━━ Records for this task ━━

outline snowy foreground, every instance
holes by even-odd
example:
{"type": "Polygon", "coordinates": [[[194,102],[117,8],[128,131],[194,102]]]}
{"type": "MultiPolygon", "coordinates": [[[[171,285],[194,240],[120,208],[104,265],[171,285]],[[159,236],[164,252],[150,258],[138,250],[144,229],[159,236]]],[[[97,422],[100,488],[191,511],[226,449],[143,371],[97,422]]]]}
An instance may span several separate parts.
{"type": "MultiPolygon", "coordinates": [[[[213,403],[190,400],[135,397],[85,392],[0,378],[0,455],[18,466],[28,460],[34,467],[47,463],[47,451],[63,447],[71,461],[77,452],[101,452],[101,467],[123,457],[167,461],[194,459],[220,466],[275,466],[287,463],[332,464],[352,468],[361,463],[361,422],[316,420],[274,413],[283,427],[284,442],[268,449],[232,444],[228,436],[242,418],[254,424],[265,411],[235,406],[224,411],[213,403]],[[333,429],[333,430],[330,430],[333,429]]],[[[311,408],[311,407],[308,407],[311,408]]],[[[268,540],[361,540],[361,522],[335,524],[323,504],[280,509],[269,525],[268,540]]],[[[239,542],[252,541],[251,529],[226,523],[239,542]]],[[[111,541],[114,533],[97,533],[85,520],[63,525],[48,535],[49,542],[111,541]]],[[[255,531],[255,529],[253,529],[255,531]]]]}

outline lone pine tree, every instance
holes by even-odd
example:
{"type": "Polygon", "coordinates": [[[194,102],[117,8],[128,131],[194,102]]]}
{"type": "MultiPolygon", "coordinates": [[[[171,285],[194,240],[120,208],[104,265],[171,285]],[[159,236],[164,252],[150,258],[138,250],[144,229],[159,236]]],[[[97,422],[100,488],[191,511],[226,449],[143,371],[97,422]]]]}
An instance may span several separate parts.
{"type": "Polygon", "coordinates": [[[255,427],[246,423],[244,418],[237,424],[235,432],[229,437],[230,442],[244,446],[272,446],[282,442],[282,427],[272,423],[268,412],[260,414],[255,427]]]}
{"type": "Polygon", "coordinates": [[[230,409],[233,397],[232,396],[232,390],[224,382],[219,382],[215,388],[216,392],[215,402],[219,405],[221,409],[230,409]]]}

━━━

*Set task:* Starting with the line that contains "outline lone pine tree, every instance" and going on through the end of the material, write every line out again, adding -38 to each coordinate in the answer outlines and leaving all other lines unchanged.

*Response to the task:*
outline lone pine tree, every instance
holes by even-odd
example:
{"type": "Polygon", "coordinates": [[[194,102],[117,8],[128,131],[194,102]]]}
{"type": "MultiPolygon", "coordinates": [[[[171,285],[194,240],[120,208],[104,265],[171,285]],[[159,236],[164,252],[150,258],[138,250],[144,229],[159,236]]],[[[97,422],[100,488],[191,511],[226,449],[143,371],[97,422]]]]}
An instance may span several separate parts.
{"type": "Polygon", "coordinates": [[[217,389],[208,385],[206,380],[199,386],[197,394],[191,399],[192,404],[206,408],[234,408],[244,404],[244,389],[234,385],[230,374],[222,376],[217,389]]]}
{"type": "Polygon", "coordinates": [[[192,371],[195,359],[194,358],[194,352],[186,344],[181,344],[177,350],[178,354],[177,364],[181,367],[183,371],[192,371]]]}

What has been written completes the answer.